(Point labeling data from photos)
::::::::

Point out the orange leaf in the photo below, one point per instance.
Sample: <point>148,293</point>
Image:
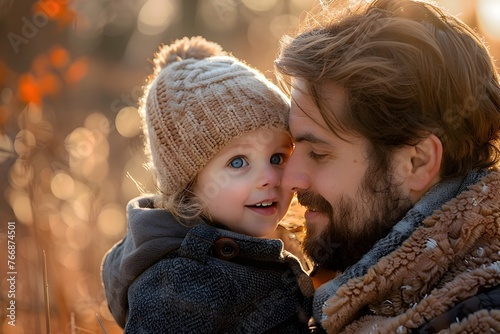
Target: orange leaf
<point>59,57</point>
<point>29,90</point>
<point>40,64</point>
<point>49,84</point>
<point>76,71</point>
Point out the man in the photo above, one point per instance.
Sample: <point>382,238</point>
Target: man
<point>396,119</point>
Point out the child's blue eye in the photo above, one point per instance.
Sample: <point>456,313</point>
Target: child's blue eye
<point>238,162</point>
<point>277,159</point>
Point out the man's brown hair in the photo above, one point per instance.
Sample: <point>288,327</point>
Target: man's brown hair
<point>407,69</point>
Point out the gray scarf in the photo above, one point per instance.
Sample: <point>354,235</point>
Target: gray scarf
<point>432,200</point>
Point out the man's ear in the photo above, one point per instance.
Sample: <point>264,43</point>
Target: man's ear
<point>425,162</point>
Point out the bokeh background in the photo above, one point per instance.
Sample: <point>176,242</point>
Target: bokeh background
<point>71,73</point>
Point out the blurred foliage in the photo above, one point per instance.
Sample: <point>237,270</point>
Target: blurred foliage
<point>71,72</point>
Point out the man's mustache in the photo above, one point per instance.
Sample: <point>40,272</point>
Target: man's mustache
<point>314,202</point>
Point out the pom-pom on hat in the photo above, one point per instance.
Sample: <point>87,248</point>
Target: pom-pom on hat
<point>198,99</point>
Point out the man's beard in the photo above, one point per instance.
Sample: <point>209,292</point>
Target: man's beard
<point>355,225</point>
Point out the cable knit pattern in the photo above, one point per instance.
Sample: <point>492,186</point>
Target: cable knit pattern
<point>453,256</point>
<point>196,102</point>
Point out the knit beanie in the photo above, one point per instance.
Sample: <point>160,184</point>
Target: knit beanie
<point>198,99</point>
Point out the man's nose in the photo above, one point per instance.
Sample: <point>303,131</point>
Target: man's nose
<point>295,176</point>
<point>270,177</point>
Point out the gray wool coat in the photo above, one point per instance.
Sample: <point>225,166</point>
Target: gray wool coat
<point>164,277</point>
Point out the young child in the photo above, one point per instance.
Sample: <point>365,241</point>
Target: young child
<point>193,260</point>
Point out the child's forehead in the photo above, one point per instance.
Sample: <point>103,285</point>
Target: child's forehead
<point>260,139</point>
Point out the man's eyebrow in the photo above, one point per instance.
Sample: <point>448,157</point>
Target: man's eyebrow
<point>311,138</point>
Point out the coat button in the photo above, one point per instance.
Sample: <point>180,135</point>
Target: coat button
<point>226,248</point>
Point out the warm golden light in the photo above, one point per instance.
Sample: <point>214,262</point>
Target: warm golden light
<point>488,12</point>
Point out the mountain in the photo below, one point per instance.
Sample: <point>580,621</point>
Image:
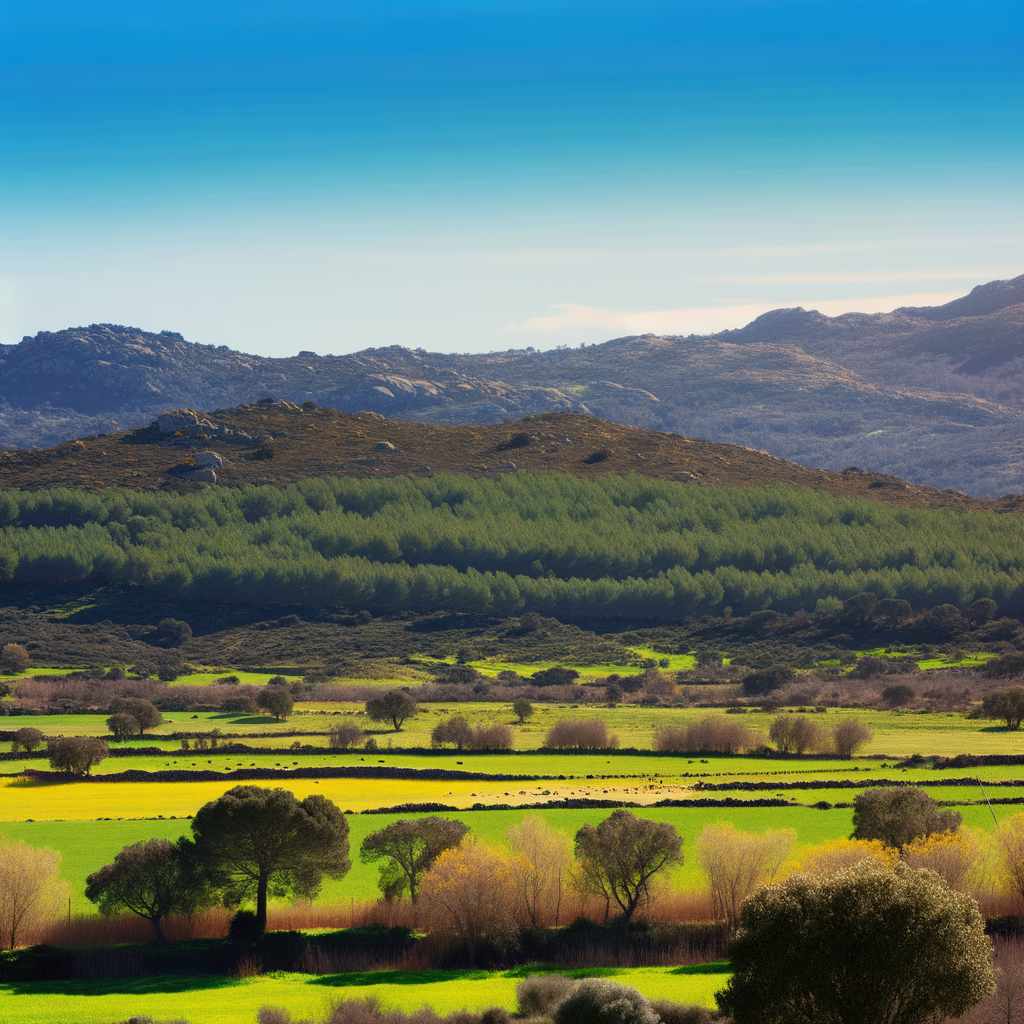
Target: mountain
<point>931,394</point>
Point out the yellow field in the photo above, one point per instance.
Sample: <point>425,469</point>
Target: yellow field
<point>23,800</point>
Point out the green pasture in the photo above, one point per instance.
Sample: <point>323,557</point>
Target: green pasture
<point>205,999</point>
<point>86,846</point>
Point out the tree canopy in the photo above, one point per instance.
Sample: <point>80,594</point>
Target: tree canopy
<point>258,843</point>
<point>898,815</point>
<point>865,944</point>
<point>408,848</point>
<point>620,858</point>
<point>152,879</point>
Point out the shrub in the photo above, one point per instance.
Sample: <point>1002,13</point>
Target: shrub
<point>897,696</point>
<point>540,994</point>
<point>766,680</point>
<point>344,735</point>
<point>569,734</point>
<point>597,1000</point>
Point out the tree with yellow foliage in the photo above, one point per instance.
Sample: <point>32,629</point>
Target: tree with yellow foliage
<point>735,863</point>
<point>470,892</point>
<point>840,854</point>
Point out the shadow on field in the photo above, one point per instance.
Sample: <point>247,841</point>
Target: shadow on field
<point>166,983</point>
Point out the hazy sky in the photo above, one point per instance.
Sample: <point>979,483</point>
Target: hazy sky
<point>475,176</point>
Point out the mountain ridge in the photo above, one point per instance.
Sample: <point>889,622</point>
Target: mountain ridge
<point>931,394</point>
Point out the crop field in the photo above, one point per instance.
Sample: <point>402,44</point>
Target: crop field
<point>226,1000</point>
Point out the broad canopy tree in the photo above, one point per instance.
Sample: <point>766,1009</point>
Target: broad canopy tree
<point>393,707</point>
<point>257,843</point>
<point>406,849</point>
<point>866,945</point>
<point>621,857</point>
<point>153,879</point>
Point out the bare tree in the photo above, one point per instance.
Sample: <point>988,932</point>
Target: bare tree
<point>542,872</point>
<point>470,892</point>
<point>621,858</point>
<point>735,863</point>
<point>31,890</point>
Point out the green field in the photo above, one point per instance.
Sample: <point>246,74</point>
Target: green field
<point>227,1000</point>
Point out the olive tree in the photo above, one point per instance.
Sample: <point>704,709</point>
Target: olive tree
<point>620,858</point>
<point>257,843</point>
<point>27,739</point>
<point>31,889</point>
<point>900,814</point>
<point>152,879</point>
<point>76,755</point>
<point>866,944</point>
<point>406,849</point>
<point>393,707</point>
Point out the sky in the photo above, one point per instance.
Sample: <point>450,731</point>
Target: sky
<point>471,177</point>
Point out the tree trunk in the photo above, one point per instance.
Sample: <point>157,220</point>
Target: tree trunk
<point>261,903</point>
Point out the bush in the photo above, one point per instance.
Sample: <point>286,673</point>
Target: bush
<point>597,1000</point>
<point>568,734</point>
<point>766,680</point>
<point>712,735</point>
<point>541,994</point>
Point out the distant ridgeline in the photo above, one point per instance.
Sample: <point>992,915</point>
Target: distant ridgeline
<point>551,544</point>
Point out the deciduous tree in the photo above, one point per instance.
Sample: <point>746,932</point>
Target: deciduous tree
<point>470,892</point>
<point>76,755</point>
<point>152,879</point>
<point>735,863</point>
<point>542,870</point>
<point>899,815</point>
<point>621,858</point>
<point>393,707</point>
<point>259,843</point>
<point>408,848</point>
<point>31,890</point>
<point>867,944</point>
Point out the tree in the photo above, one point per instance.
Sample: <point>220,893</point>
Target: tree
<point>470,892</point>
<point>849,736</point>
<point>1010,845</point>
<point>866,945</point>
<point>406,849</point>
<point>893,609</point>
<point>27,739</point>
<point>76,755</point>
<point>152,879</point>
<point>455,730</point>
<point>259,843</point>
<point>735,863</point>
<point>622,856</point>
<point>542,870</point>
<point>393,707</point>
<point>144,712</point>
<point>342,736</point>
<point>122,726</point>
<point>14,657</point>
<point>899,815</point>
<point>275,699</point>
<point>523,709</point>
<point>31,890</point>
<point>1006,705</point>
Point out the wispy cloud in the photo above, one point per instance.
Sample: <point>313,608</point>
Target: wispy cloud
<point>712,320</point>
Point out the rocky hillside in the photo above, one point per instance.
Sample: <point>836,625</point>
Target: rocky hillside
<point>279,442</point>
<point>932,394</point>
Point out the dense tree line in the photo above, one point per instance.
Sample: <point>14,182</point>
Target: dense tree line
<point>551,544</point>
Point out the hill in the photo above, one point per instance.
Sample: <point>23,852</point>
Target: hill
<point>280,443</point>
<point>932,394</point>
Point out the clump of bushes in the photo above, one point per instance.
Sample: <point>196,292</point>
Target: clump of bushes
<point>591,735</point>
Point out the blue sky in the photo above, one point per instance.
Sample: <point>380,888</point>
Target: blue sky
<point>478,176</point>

::::::::

-- WHAT IS EXPECTED --
Reproduce all of the entries above, replacing "one point per instance" with "one point for each instance" wherever it appears and changing nothing else. Leave the pictures out of your answer.

-- FINISHED ANSWER --
Point out the orange leaf in the photo below, one point for each instance.
Sample: <point>148,293</point>
Image:
Target: orange leaf
<point>59,57</point>
<point>29,90</point>
<point>40,64</point>
<point>49,84</point>
<point>76,71</point>
Point out the man in the photo above, one point for each instance.
Sample: <point>382,238</point>
Target: man
<point>396,119</point>
Point out the child's blue eye in the photo above, one point for each instance.
Sample: <point>456,313</point>
Target: child's blue eye
<point>238,162</point>
<point>277,159</point>
Point out the man's brown hair in the photo above, one point for each instance.
Sample: <point>288,327</point>
Target: man's brown hair
<point>407,69</point>
Point out the gray scarf in the photo above, one point for each instance.
Sample: <point>354,235</point>
Target: gray scarf
<point>432,200</point>
Point out the man's ear in the photo above, one point for each instance.
Sample: <point>264,43</point>
Target: man's ear
<point>425,162</point>
Point out the bokeh background in the photo above, one point for each instance.
Sample: <point>176,242</point>
Target: bokeh background
<point>71,73</point>
Point out the blurred foliage in the photo above, one point for each instance.
Sample: <point>237,270</point>
Target: blurred foliage
<point>71,72</point>
Point out the man's mustache in the photo above, one point for each instance.
Sample: <point>40,272</point>
Target: man's mustache
<point>314,202</point>
Point out the pom-pom on hat in the photo above, one point for each instance.
Sample: <point>87,248</point>
Target: pom-pom on hat
<point>198,99</point>
Point out the man's beard in the photo above, one point for each instance.
Sample: <point>209,292</point>
Target: man's beard
<point>355,225</point>
Point out the cable knit pattern in the photo above, one point for each instance.
Sample: <point>492,186</point>
Target: cable knit pattern
<point>453,256</point>
<point>196,102</point>
Point out the knit beanie in the photo above, one point for each instance.
Sample: <point>160,184</point>
Target: knit beanie
<point>198,99</point>
Point out the man's nose in the photo above, one point for each instance.
Sample: <point>303,131</point>
Target: man's nose
<point>295,176</point>
<point>270,177</point>
Point out the gray wool coat in the photo above, one point for each instance.
Sample: <point>225,166</point>
Target: gray wool coat
<point>164,277</point>
Point out the young child in the photo above, one point for each instance.
Sample: <point>365,241</point>
Target: young child
<point>193,260</point>
Point out the child's forehead in the photo above, one point for each instance.
Sample: <point>103,285</point>
Target: child's forehead
<point>260,139</point>
Point out the man's eyebrow in the photo above, one point for each instance.
Sample: <point>448,157</point>
Target: man's eyebrow
<point>311,138</point>
Point out the coat button in the photo above, one point for each instance.
Sample: <point>180,135</point>
Target: coat button
<point>226,248</point>
Point out the warm golden light in the photo above, one point for each instance.
Sample: <point>214,262</point>
Target: warm golden light
<point>488,12</point>
Point out the mountain in the photo below, one point for each instance.
Sample: <point>580,621</point>
Image:
Target: mountain
<point>931,394</point>
Point out the yellow field in the photo above, one point for each instance.
Sample: <point>425,469</point>
Target: yellow field
<point>23,800</point>
Point out the green pasture in the photo above, one point for each instance.
Sample: <point>323,557</point>
Target: green pasture
<point>205,999</point>
<point>86,846</point>
Point out the tree canopy in the photo above, one point for each instance.
Sample: <point>80,594</point>
Target: tree canopy
<point>258,843</point>
<point>898,815</point>
<point>865,944</point>
<point>408,848</point>
<point>620,858</point>
<point>152,879</point>
Point out the shrub in the photo above, one point for each instance.
Sample: <point>1002,13</point>
Target: shrub
<point>897,696</point>
<point>540,994</point>
<point>766,680</point>
<point>344,735</point>
<point>569,734</point>
<point>597,1000</point>
Point out the tree with yellow foliage in the photo above, one point for each instance.
Sample: <point>32,629</point>
Target: tree with yellow foliage
<point>735,863</point>
<point>470,892</point>
<point>840,854</point>
Point out the shadow on field in the photo above, one point for each instance.
Sample: <point>247,841</point>
Target: shadow on field
<point>166,983</point>
Point out the hazy sky in the photo above, one point for each instance.
Sample: <point>979,483</point>
Target: hazy sky
<point>475,176</point>
Point out the mountain ridge in the photo above, one point for each instance.
Sample: <point>889,622</point>
Target: mountain ridge
<point>931,394</point>
Point out the crop field in the photo above, one point for each instance.
Sample: <point>402,44</point>
Target: crop field
<point>226,1000</point>
Point out the broad canopy tree in the photo above, one point for each instance.
Sample: <point>766,1009</point>
Target: broad canopy tree
<point>393,707</point>
<point>257,843</point>
<point>406,849</point>
<point>866,945</point>
<point>621,857</point>
<point>153,879</point>
Point out the bare tree in the photo above, one point for each instance.
Sample: <point>988,932</point>
Target: bare tree
<point>542,872</point>
<point>470,892</point>
<point>621,858</point>
<point>735,863</point>
<point>31,890</point>
Point out the green field in the photo above, one point for each instance.
Sample: <point>246,74</point>
Target: green field
<point>227,1000</point>
Point out the olive tree in the photo above, one point for each instance.
Sample: <point>704,709</point>
Target: olive tree
<point>620,858</point>
<point>257,843</point>
<point>27,739</point>
<point>31,889</point>
<point>900,814</point>
<point>152,879</point>
<point>76,755</point>
<point>866,944</point>
<point>406,849</point>
<point>393,707</point>
Point out the sky in the photo above, one point for each instance.
Sample: <point>450,731</point>
Target: sky
<point>471,177</point>
Point out the tree trunk in the photo above, one point for each instance.
Sample: <point>157,220</point>
Target: tree trunk
<point>261,903</point>
Point out the bush in the photo above, one point for each instance.
Sample: <point>286,673</point>
Target: bush
<point>597,1000</point>
<point>568,734</point>
<point>766,680</point>
<point>712,735</point>
<point>541,994</point>
Point out the distant ridgeline in the photo above, one point for each instance.
Sample: <point>992,915</point>
Target: distant ridgeline
<point>551,544</point>
Point out the deciduous tree in the photo above, one point for each instance.
Sample: <point>746,932</point>
Target: deciduous tree
<point>470,892</point>
<point>76,755</point>
<point>152,879</point>
<point>735,863</point>
<point>542,870</point>
<point>899,815</point>
<point>621,858</point>
<point>393,707</point>
<point>259,843</point>
<point>408,848</point>
<point>31,890</point>
<point>867,944</point>
Point out the tree in the photo above, one point for each instance.
Sample: <point>220,893</point>
Target: tree
<point>470,892</point>
<point>849,736</point>
<point>1010,845</point>
<point>866,945</point>
<point>406,849</point>
<point>893,609</point>
<point>27,739</point>
<point>76,755</point>
<point>152,879</point>
<point>455,730</point>
<point>259,843</point>
<point>735,863</point>
<point>622,856</point>
<point>542,870</point>
<point>393,707</point>
<point>144,712</point>
<point>342,736</point>
<point>122,726</point>
<point>14,657</point>
<point>899,815</point>
<point>275,699</point>
<point>523,709</point>
<point>31,890</point>
<point>1006,705</point>
Point out the wispy cloud in the photo above, one point for each instance.
Sample: <point>313,608</point>
Target: wispy cloud
<point>712,320</point>
Point out the rocky hillside in the photo above, one point for each instance.
Sample: <point>836,625</point>
Target: rocky hillside
<point>279,442</point>
<point>932,394</point>
Point out the dense tree line in the photo above, one point for each instance.
Sample: <point>14,182</point>
Target: dense tree line
<point>551,544</point>
Point out the hill in the photo above, one point for each instance.
Sample: <point>23,852</point>
Target: hill
<point>280,443</point>
<point>932,394</point>
Point out the clump of bushes in the photo above, one point for each instance.
Sample: <point>196,292</point>
Target: clump of bushes
<point>591,735</point>
Point out the blue sky in the photo above, one point for each instance.
Sample: <point>380,888</point>
Target: blue sky
<point>478,176</point>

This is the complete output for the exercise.